__KUTIPAN SUMBER__
Para penembak lalu membaringkan keduanya bersebelahan, meletakkan pistol di perut, lantas memfotonya. Oktavianus bilang itu dilakukan agar seolah-olah dua bocah itu memiliki senjata api dan merupakan bagian dari kelompok bersenjata.
Manus masih sadar ketika pelaku melakukan itu semua meski peluru mengenai lehernya. Kata Oktavianus, karena kaget melihat orang-orang mengelilinginya, Manus “langsung lompat, sampingnya ada jurang, lalu lari dengan kondisi seperti itu.” “Secara nalar ini tidak masuk akal, tapi dia sampai di permukiman,” kata Oktavianus. Dia tiba di Kampung Jaiti, Gome Utara, sekitar pukul 13.
Manus menelepon keluarga setelah ditolong warga setempat. Dia dilarikan ke rumah sakit setelah keluarga tiba.
Sementara Atanius yang sudah meninggal masih terbaring di lokasi penembakan. Oktavianus bilang sampai bercerita kepada reporter Tirto jenazah Atanius belum berhasil dievakuasi karena medan yang sulit.
Manus yang telah sadarkan diri mengaku yang menembaknya adalah Tentara Nasional Indonesia (TNI). “Kami naik, mereka bangun. Lalu tentara itu tembak teman saya dahulu,” kata dia, mengutip Jubi. Dia bilang si tentara menggunakan rompi, helm, dan pakaian serba hitam. Mereka menembak dari jarak jauh.
Seorang keluarga yang dirahasiakan identitasnya punya versi lain dari penembakan ini. Keduanya tidak langsung ditembak. Dilaporkan Jubi, narasumber bilang terduga pelaku sempat bertanya satu kali ke Manus dan Atanius, kemudian memberikan senjata kepada keduanya, lantas memotret mereka.
Manus memilih lari dan ketika itulah dia ditembak tiga kali. Satu peluru tembus di dekat daun telinga dan dua lagi bersarang di tubuh.

__TUGAS LATIHAN__
Menurut kutipan sumber, di kampung mana Manus tiba sekitar pukul 13? Catatan tidak berkaitan dengan kutipan sumber.

__CATATAN YANG DISEDIAKAN__
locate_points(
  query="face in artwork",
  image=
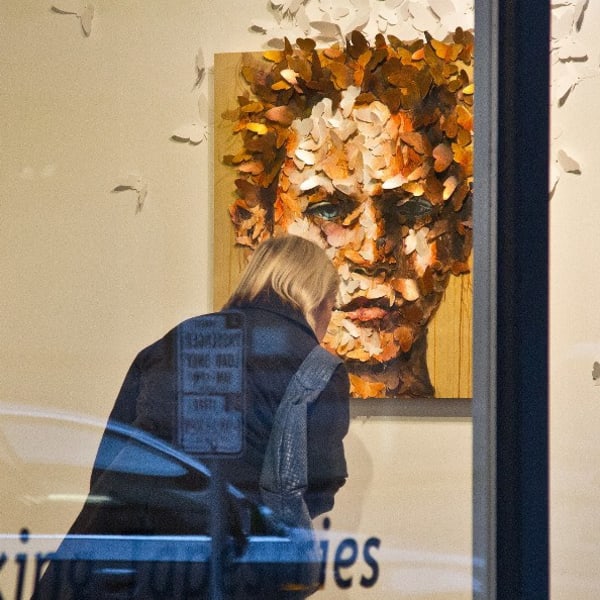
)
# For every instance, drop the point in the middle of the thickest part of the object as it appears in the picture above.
(346, 184)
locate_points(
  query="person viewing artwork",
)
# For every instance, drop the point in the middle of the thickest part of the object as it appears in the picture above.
(286, 296)
(366, 149)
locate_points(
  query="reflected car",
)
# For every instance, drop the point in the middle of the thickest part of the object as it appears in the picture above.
(45, 463)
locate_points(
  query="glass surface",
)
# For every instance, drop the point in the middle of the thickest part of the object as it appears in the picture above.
(106, 242)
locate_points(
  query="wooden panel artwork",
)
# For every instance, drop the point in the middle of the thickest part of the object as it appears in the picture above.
(449, 333)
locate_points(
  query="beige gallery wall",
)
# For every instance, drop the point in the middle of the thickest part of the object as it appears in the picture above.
(88, 278)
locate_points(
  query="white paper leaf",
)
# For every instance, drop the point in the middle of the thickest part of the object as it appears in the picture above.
(580, 8)
(327, 29)
(84, 11)
(261, 25)
(554, 177)
(442, 8)
(303, 21)
(200, 67)
(567, 163)
(195, 133)
(136, 183)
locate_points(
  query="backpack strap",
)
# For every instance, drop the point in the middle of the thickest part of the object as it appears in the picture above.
(284, 476)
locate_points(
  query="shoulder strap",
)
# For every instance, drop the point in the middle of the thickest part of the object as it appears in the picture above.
(284, 476)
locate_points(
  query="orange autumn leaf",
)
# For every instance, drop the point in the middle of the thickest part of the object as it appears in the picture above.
(365, 389)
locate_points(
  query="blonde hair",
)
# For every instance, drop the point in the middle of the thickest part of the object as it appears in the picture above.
(295, 269)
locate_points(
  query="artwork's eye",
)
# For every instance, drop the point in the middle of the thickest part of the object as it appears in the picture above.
(325, 210)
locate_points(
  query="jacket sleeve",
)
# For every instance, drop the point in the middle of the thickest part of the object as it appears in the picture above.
(328, 421)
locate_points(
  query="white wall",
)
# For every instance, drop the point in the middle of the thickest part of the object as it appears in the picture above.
(86, 281)
(575, 319)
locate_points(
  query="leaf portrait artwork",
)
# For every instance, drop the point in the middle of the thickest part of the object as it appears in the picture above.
(366, 149)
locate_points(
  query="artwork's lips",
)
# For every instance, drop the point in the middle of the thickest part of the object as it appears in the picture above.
(364, 309)
(367, 313)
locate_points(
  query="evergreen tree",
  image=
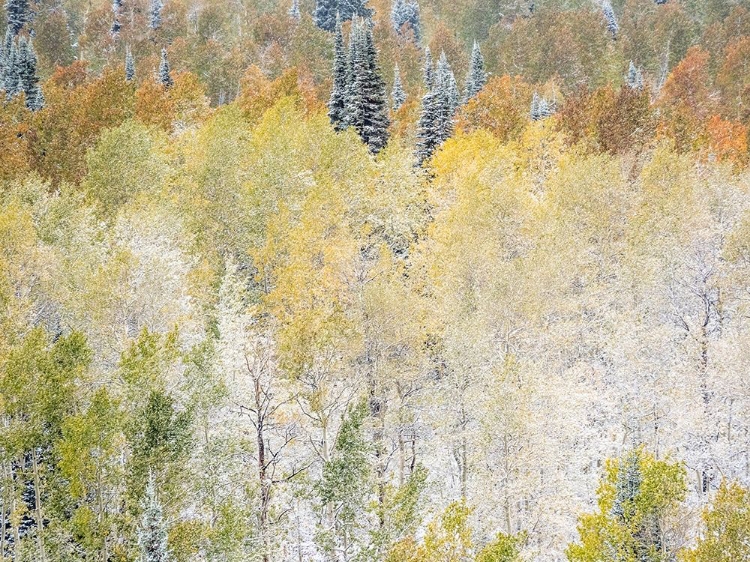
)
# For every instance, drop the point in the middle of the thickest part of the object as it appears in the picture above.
(366, 100)
(397, 94)
(534, 113)
(18, 13)
(439, 105)
(337, 101)
(406, 14)
(116, 9)
(152, 532)
(325, 14)
(477, 77)
(28, 82)
(429, 69)
(635, 77)
(294, 12)
(129, 65)
(609, 15)
(154, 11)
(164, 77)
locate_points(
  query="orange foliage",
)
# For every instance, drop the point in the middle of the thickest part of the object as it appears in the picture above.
(13, 140)
(727, 141)
(501, 107)
(182, 105)
(687, 101)
(258, 93)
(734, 80)
(75, 113)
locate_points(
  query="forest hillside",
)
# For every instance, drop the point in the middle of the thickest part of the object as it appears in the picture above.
(375, 281)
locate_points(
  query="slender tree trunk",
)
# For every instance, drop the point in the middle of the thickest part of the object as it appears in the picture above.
(5, 502)
(38, 501)
(265, 486)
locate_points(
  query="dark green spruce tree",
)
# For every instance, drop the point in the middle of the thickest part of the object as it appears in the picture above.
(397, 94)
(439, 105)
(366, 99)
(25, 74)
(129, 65)
(19, 13)
(337, 101)
(164, 73)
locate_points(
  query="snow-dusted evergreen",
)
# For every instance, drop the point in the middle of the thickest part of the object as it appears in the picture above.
(18, 13)
(366, 99)
(326, 12)
(18, 65)
(294, 12)
(405, 15)
(164, 72)
(129, 65)
(337, 101)
(609, 15)
(439, 105)
(154, 12)
(397, 94)
(477, 77)
(541, 107)
(635, 77)
(152, 530)
(116, 9)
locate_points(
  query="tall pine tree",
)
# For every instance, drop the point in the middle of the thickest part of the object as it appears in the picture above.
(129, 65)
(337, 101)
(164, 72)
(609, 15)
(294, 12)
(152, 531)
(477, 77)
(397, 94)
(366, 100)
(19, 13)
(439, 105)
(155, 8)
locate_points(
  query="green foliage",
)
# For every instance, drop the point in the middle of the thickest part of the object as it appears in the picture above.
(726, 533)
(505, 548)
(637, 497)
(125, 162)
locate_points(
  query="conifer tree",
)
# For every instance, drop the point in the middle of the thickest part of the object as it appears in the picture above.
(635, 77)
(294, 12)
(326, 12)
(19, 13)
(129, 65)
(397, 94)
(439, 105)
(534, 113)
(406, 13)
(366, 100)
(155, 8)
(477, 77)
(28, 82)
(609, 15)
(116, 9)
(337, 101)
(152, 531)
(164, 76)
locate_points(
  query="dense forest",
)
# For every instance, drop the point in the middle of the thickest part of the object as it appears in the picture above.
(375, 281)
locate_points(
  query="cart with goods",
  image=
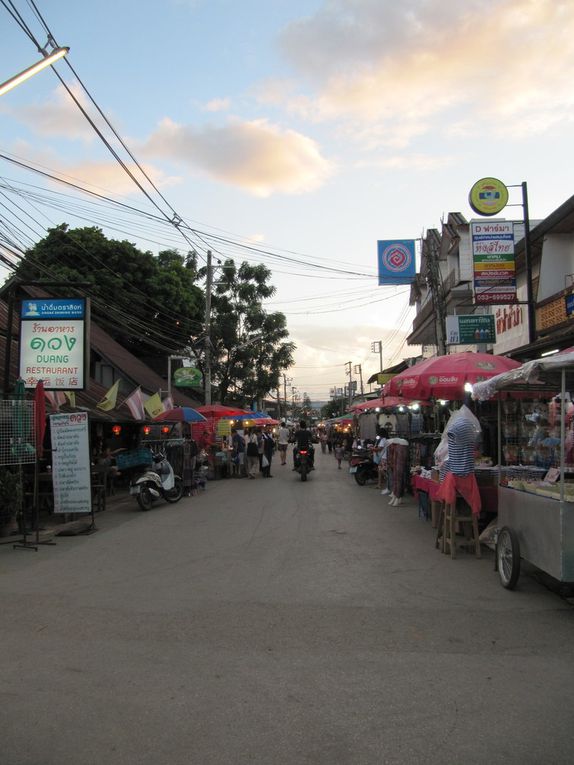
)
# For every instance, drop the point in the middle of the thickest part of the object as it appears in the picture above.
(536, 468)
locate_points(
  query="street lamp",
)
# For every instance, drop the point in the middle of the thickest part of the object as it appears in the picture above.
(48, 60)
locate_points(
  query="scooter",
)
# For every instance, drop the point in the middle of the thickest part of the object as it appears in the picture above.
(362, 467)
(159, 482)
(303, 465)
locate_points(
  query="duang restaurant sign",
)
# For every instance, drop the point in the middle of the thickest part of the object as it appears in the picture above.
(53, 343)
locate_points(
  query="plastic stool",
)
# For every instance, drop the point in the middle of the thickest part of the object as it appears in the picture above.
(450, 516)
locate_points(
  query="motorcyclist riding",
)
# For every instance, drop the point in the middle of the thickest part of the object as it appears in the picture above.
(303, 440)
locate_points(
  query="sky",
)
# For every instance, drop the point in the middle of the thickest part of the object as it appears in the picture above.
(307, 130)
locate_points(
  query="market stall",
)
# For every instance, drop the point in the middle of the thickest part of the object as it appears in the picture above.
(536, 469)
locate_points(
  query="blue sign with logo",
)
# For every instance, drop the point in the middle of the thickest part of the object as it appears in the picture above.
(396, 260)
(62, 308)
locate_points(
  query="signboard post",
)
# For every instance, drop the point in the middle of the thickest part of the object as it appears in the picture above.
(71, 472)
(470, 330)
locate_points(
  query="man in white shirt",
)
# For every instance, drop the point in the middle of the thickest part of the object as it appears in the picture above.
(282, 441)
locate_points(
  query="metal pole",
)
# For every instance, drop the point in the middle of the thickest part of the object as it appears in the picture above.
(207, 371)
(528, 264)
(8, 354)
(562, 432)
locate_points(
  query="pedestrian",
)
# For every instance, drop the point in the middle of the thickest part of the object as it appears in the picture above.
(268, 449)
(237, 454)
(252, 453)
(259, 434)
(380, 459)
(282, 442)
(339, 452)
(190, 452)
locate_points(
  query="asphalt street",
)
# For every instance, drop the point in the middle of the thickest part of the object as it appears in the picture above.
(275, 621)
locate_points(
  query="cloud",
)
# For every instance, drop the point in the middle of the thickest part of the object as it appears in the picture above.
(258, 155)
(58, 116)
(505, 64)
(217, 105)
(102, 177)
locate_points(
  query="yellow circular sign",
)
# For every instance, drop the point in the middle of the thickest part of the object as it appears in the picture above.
(488, 196)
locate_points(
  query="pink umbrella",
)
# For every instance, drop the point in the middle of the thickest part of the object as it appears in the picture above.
(445, 376)
(40, 417)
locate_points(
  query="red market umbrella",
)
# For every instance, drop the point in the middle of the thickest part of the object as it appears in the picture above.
(219, 410)
(445, 376)
(40, 417)
(180, 414)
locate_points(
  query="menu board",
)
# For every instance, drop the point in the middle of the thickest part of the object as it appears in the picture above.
(71, 471)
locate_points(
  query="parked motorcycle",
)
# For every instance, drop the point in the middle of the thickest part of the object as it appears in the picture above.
(303, 464)
(362, 467)
(158, 482)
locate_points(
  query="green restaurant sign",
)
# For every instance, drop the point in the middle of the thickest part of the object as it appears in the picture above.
(470, 330)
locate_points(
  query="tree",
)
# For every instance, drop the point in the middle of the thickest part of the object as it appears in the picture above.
(148, 304)
(333, 408)
(249, 345)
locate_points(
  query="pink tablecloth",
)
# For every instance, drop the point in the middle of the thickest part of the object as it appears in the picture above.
(425, 484)
(466, 486)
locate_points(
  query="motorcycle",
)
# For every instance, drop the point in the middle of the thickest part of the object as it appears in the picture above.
(363, 468)
(303, 464)
(158, 482)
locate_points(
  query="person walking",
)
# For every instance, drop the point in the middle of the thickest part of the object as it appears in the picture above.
(283, 442)
(252, 453)
(268, 449)
(237, 454)
(190, 452)
(339, 452)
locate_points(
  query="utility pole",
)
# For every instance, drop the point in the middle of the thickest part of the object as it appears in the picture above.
(207, 371)
(286, 381)
(358, 369)
(349, 371)
(434, 280)
(377, 347)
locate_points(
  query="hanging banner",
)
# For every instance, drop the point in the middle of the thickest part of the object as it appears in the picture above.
(493, 262)
(53, 343)
(396, 261)
(71, 476)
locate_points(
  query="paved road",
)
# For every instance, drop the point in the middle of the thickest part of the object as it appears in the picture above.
(275, 622)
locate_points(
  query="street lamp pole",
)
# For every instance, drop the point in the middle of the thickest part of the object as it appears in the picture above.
(377, 347)
(48, 60)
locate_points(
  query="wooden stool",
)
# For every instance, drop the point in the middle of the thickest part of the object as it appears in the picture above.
(451, 515)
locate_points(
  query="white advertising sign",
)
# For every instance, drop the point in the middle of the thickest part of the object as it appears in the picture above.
(71, 471)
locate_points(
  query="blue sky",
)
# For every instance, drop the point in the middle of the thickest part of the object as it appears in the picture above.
(313, 128)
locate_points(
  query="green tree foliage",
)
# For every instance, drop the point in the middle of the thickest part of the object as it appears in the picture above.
(249, 345)
(334, 408)
(149, 304)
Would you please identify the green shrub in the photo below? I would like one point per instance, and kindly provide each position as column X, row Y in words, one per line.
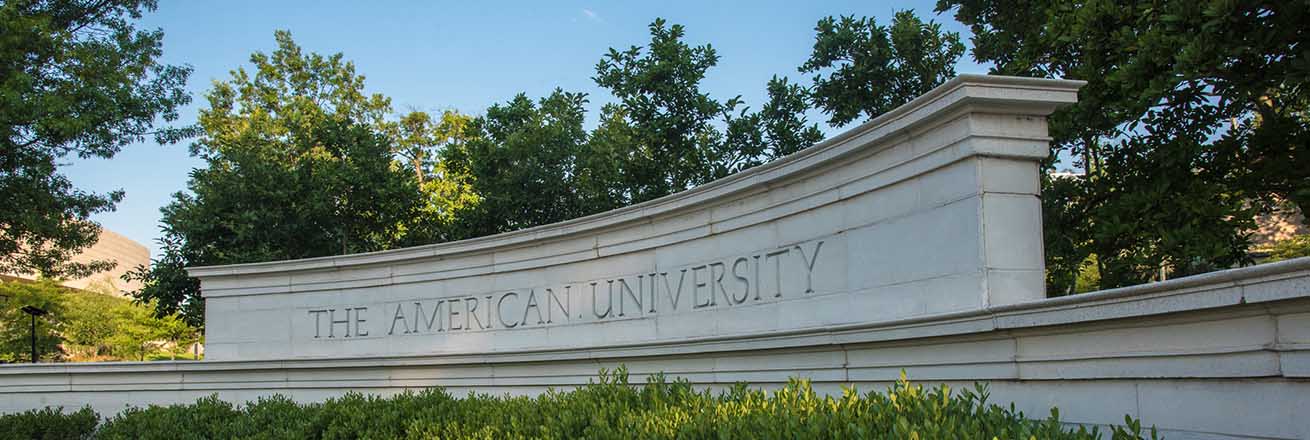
column 609, row 407
column 50, row 423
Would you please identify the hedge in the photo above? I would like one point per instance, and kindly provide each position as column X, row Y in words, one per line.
column 609, row 407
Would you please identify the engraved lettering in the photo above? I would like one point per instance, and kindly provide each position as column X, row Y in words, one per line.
column 625, row 290
column 435, row 318
column 670, row 291
column 451, row 311
column 757, row 286
column 317, row 325
column 697, row 286
column 718, row 280
column 609, row 303
column 777, row 269
column 333, row 322
column 532, row 305
column 400, row 317
column 499, row 308
column 654, row 299
column 810, row 265
column 469, row 313
column 563, row 305
column 746, row 282
column 359, row 321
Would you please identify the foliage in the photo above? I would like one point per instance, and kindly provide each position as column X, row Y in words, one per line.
column 84, row 325
column 49, row 424
column 1292, row 248
column 1191, row 113
column 672, row 119
column 299, row 164
column 611, row 407
column 16, row 325
column 76, row 80
column 863, row 68
column 523, row 164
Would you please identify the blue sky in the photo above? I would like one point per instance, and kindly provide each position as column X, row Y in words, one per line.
column 463, row 55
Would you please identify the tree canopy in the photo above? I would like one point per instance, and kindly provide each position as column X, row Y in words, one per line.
column 76, row 80
column 298, row 165
column 1194, row 118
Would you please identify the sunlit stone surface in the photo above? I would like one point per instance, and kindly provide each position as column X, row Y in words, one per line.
column 912, row 242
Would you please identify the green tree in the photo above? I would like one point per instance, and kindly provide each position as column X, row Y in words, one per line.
column 522, row 161
column 1192, row 118
column 16, row 325
column 865, row 70
column 299, row 165
column 76, row 80
column 673, row 140
column 419, row 142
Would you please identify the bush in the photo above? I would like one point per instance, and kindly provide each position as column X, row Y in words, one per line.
column 607, row 409
column 49, row 424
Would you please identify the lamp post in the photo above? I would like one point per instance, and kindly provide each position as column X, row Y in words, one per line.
column 34, row 312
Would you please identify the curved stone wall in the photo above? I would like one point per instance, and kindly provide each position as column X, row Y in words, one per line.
column 912, row 242
column 930, row 208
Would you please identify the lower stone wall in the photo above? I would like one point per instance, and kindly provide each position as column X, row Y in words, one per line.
column 1222, row 355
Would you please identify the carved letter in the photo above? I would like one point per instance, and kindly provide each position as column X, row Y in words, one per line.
column 624, row 288
column 670, row 291
column 359, row 329
column 722, row 270
column 532, row 305
column 317, row 326
column 654, row 299
column 449, row 309
column 499, row 308
column 810, row 265
column 333, row 322
column 435, row 318
column 609, row 305
column 777, row 267
column 400, row 317
column 469, row 313
column 697, row 286
column 563, row 307
column 746, row 282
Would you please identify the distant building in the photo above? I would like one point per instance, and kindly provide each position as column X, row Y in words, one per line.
column 1283, row 223
column 110, row 246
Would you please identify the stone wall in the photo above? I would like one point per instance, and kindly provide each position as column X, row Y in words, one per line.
column 912, row 242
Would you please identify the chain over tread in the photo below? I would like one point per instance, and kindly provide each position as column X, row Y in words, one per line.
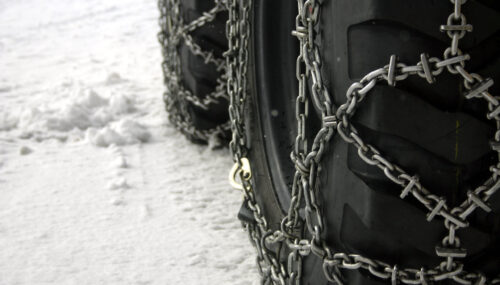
column 193, row 41
column 376, row 121
column 315, row 200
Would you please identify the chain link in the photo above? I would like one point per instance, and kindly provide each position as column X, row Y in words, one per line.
column 337, row 120
column 178, row 99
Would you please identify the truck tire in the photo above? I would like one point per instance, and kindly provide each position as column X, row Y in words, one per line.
column 200, row 71
column 429, row 129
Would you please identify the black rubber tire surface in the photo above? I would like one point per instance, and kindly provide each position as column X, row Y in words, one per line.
column 199, row 77
column 428, row 129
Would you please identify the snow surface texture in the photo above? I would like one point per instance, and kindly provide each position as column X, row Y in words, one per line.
column 95, row 187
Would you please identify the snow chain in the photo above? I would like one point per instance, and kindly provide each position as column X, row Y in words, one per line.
column 307, row 157
column 178, row 100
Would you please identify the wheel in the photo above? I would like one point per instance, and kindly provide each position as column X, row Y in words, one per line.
column 193, row 40
column 430, row 130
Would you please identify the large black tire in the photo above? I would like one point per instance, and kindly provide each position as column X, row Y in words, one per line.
column 428, row 129
column 199, row 77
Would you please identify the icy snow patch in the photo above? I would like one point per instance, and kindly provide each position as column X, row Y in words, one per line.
column 82, row 112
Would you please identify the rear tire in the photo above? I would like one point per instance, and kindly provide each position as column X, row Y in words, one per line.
column 428, row 129
column 197, row 76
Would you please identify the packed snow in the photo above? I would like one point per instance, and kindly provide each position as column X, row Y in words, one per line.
column 95, row 186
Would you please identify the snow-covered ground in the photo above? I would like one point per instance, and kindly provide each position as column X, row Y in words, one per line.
column 95, row 186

__HASIL LATIHAN__
Kampung Jaiti, Gome Utara.